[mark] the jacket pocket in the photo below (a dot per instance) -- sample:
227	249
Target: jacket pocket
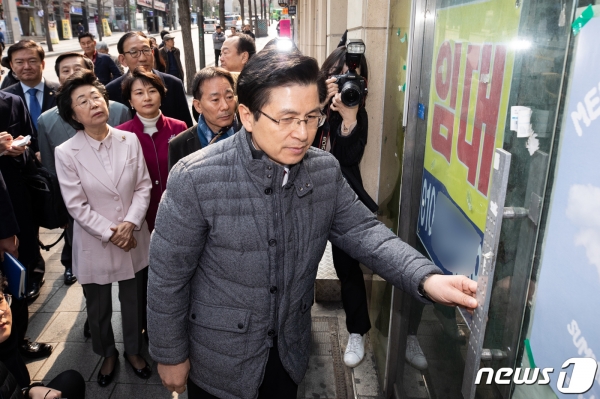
220	329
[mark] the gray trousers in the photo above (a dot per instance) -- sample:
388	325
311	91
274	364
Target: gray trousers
132	295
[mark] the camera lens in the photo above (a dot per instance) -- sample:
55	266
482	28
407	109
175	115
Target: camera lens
351	94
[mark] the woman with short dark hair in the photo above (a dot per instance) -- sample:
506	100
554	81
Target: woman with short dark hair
344	135
106	187
145	92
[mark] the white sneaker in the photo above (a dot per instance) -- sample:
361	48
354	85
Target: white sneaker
414	354
355	350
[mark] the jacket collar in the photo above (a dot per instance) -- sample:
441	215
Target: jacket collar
268	173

### What needs to be done
Every line of the listing above that includes "mark" should be copied out.

### Exercise solution
[mark] the jacket pocket in the photo below (a dot per instance) -- sample:
[mark] the gray trousers in the photo above (a dot per instance) -- sample:
[mark] the camera lens in the photo above (a dot per instance) -- sample:
[mark] the woman with short dark hair in the photo above (a dot per instance) -- sample:
[mark] the white sneaker in the photo above (a dot per instance) -- sample:
[mark] the jacket collar in the photo above (a dot per instance) -- sample:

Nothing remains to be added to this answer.